§ **Work instructions**:
All entries are to be returned verbatim.
── Data extracts ──
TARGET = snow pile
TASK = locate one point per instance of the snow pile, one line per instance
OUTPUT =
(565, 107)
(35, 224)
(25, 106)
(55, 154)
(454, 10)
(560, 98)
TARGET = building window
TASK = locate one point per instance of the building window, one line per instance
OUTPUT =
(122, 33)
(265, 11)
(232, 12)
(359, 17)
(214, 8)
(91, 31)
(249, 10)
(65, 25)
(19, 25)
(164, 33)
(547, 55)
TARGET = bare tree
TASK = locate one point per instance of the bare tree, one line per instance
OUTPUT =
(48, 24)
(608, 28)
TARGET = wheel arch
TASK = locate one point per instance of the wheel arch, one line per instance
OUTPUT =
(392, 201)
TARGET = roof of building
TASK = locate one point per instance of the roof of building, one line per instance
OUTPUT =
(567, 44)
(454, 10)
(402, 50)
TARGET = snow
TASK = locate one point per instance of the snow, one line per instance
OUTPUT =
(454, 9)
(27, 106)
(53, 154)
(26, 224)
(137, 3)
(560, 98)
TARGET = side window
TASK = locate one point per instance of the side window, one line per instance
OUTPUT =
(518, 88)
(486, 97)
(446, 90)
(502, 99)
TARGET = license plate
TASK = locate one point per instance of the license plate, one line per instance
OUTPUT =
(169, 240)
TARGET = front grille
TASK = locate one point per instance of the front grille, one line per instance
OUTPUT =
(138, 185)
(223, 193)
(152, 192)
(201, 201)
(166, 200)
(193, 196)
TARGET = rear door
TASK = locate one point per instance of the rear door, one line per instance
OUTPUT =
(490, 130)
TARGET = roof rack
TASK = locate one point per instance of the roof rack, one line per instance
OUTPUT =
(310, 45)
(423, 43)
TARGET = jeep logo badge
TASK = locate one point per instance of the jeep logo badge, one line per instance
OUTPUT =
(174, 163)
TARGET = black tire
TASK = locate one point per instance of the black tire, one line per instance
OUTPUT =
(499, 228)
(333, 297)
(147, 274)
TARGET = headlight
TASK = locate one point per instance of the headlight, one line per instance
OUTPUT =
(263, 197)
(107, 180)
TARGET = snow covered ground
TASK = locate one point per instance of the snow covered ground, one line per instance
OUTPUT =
───
§ **Response**:
TARGET = snow pile
TASK = locate one point per instance of the snow pile, one line per instance
OUTPUT =
(565, 107)
(35, 224)
(25, 106)
(55, 154)
(454, 10)
(560, 98)
TARGET = building window
TASK = locate one point per instance of the building window, one line per instance
OUTPUT =
(122, 33)
(265, 11)
(232, 12)
(359, 17)
(214, 8)
(91, 31)
(249, 10)
(65, 25)
(19, 25)
(164, 33)
(547, 55)
TARGET = bare tree
TASK = locate one point per instance of the bare tree, one line per instance
OUTPUT =
(48, 24)
(608, 28)
TARGET = wheel arch
TASK = locate one point per instance of the wheel arch, one line per instance
OUTPUT =
(392, 201)
TARGET = roof of building
TASK = locate one point per instance of the roof of building, one line per instance
OUTPUT =
(567, 44)
(454, 10)
(402, 50)
TARGET = snow
TASK = locate one point per instance of the snow, one line per instance
OUTPUT =
(454, 9)
(27, 106)
(53, 154)
(26, 224)
(137, 3)
(560, 98)
TARGET = side window
TASK = locate one point per instance of the side window, one line per instance
OUTPUT =
(518, 88)
(486, 97)
(446, 90)
(502, 99)
TARGET = license plate
TASK = locate one point per instance of the license plate, one line per instance
OUTPUT =
(169, 240)
TARGET = front grille
TASK = locate one point per instance of the front grille, one line per instance
OUTPUT =
(138, 185)
(223, 193)
(152, 192)
(201, 201)
(166, 200)
(193, 196)
TARGET = rear door
TASK = locate one point per instance of the rear door, one line per instance
OUTPUT =
(490, 130)
TARGET = roof rack
TASK = locate one point per instance of the roof rack, one line per instance
OUTPUT =
(310, 45)
(423, 43)
TARGET = jeep logo badge
TASK = locate one point per instance of the jeep logo badge, one line per instance
OUTPUT =
(174, 163)
TARGET = black tire
TASK = locate one point per instance of the black tire, one line per instance
OUTPUT =
(499, 228)
(333, 297)
(147, 274)
TARGET = headlight
TASK = locate one point per instance of the headlight, one line per instance
OUTPUT =
(263, 197)
(107, 180)
TARGET = snow covered ground
TASK = locate one point per instance of the snow covered ground, one line per instance
OUTPUT =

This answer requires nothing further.